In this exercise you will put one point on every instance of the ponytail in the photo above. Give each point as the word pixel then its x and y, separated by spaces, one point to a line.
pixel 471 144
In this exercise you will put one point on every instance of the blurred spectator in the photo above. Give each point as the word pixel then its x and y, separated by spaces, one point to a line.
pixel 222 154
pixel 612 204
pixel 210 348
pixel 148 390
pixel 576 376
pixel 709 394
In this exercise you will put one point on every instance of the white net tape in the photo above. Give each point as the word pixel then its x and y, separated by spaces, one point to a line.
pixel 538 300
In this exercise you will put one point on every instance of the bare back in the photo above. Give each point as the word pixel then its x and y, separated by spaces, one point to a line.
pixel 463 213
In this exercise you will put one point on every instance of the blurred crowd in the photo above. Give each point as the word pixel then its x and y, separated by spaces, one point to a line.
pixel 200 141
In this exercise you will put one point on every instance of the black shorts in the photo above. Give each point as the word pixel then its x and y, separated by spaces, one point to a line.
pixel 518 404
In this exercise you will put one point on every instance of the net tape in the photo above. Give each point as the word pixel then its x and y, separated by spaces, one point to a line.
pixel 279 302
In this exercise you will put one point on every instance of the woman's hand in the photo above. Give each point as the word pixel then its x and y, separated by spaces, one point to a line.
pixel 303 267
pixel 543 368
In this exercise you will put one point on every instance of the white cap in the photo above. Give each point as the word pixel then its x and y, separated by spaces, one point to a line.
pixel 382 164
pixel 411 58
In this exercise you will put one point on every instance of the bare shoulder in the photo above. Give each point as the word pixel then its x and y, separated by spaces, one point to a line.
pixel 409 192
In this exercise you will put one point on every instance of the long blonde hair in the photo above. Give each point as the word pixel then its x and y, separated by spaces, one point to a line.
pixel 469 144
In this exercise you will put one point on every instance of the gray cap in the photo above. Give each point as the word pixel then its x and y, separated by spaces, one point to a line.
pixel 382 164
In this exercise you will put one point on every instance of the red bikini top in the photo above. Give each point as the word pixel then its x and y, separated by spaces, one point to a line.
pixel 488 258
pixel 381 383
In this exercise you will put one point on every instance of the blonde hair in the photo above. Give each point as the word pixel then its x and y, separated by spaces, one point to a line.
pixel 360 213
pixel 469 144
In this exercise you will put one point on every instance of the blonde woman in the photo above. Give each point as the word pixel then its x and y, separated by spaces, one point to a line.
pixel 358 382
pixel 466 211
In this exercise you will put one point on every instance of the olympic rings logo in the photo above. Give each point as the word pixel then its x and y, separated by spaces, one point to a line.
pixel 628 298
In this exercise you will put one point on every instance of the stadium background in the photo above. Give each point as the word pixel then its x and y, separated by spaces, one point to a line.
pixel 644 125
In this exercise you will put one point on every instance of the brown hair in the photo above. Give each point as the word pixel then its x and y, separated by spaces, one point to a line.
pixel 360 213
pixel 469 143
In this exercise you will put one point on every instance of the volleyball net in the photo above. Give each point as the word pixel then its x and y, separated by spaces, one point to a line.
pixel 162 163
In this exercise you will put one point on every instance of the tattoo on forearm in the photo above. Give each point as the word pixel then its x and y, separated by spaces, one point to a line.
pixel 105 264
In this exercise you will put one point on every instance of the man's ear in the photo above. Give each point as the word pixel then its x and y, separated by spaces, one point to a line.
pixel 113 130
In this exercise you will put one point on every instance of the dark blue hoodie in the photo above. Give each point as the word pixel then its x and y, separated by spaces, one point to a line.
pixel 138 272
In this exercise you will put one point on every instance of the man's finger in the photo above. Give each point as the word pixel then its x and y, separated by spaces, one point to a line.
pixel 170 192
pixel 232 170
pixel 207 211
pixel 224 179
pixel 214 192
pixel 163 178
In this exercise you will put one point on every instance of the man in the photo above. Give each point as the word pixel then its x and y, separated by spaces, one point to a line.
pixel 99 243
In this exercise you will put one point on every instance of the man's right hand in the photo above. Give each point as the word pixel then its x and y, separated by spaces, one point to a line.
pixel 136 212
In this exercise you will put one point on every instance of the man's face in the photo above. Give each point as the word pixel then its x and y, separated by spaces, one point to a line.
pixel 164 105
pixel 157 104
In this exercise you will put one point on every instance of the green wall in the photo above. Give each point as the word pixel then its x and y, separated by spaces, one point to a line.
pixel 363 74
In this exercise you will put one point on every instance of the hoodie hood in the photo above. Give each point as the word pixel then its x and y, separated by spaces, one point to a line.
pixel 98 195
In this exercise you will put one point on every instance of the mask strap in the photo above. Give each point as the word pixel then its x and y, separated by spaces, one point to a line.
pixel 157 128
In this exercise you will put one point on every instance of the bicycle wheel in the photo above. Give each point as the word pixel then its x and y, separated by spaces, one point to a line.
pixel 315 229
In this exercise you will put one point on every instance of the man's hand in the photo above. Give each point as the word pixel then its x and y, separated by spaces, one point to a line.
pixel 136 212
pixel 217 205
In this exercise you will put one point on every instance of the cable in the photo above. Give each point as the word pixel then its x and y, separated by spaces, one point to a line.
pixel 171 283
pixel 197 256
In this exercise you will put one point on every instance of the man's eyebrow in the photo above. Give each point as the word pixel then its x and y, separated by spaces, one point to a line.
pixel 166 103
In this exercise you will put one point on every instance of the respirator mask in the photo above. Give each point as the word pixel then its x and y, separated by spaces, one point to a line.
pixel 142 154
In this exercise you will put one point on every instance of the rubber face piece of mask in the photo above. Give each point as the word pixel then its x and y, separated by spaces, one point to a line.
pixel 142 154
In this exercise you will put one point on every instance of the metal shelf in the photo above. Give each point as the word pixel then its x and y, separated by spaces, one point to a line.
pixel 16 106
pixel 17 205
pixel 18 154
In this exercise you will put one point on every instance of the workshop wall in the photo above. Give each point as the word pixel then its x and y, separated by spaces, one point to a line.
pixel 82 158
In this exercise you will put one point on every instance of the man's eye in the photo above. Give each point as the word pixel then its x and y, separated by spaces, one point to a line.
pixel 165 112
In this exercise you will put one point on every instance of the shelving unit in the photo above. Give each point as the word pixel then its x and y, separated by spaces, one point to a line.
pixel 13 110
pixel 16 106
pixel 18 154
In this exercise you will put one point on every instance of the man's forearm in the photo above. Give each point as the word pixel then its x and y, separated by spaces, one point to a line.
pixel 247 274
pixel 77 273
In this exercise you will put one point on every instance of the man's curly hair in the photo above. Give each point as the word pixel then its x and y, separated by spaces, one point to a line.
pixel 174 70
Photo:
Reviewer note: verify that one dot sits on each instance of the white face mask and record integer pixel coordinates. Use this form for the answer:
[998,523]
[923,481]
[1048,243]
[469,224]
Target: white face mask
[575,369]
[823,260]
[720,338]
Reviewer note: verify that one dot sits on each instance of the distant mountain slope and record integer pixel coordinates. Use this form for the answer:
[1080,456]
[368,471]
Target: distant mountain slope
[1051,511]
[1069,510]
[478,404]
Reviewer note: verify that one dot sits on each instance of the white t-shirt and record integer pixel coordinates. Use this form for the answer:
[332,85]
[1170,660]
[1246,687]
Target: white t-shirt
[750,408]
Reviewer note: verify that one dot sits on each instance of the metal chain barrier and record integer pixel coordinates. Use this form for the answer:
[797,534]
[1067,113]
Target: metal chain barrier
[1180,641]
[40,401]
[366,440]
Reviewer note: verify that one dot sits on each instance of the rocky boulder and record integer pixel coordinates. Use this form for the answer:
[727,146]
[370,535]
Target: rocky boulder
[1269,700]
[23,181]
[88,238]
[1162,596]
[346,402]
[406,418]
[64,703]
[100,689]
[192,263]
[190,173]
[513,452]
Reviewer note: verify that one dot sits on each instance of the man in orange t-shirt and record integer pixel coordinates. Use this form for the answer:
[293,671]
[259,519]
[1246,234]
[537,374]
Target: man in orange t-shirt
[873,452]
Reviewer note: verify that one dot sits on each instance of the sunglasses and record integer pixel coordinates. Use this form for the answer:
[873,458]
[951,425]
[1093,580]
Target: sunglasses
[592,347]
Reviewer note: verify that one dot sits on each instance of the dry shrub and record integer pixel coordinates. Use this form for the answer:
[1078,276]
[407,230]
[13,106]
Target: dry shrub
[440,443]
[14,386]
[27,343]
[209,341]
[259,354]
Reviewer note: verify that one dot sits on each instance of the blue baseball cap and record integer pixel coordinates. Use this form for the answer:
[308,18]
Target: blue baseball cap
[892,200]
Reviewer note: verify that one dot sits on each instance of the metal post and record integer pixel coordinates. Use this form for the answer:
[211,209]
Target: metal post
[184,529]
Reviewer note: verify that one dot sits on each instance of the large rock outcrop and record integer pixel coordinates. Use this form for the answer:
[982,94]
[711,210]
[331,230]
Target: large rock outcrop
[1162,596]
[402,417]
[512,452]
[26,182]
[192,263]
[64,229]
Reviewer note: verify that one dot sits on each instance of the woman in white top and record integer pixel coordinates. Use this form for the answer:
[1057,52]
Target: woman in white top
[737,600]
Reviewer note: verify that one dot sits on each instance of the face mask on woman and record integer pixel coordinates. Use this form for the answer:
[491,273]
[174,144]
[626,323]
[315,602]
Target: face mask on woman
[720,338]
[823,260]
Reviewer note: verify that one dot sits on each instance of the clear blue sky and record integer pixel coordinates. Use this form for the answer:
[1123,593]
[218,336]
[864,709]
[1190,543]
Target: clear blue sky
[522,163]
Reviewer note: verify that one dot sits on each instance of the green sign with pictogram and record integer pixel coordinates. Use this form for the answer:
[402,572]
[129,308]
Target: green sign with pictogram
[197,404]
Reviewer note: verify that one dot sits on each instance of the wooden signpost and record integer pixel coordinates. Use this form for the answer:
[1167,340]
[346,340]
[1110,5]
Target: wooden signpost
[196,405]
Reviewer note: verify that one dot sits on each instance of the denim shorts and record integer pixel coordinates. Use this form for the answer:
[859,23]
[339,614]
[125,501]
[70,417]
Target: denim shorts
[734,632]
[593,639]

__TASK OBJECTIVE__. Render the records from the line containing "of the bicycle" through the line containing "pixel 197 256" as a two-column CSV with the header instruction,answer. Include one row per record, holding its text and its answer, with each field in double quotes and any line breaks replaced by spaces.

__TASK RESPONSE__.
instruction,answer
"In this exercise you will put one point on every instance of the bicycle wheel in the photo above. Give each point as the word pixel then its x and y, separated by spaces, one point to a line.","pixel 315 229"
"In this exercise you will put one point on every instance of the man's hand in the photo above. Give each point as the word pixel then its x and y, separated by spaces, one point to a line.","pixel 136 212 pixel 217 205"
"In this exercise you will put one point on every instance of the cable in the photo above. Give each point as the word pixel then its x and y, separated by spaces, one point to a line.","pixel 171 283 pixel 197 256"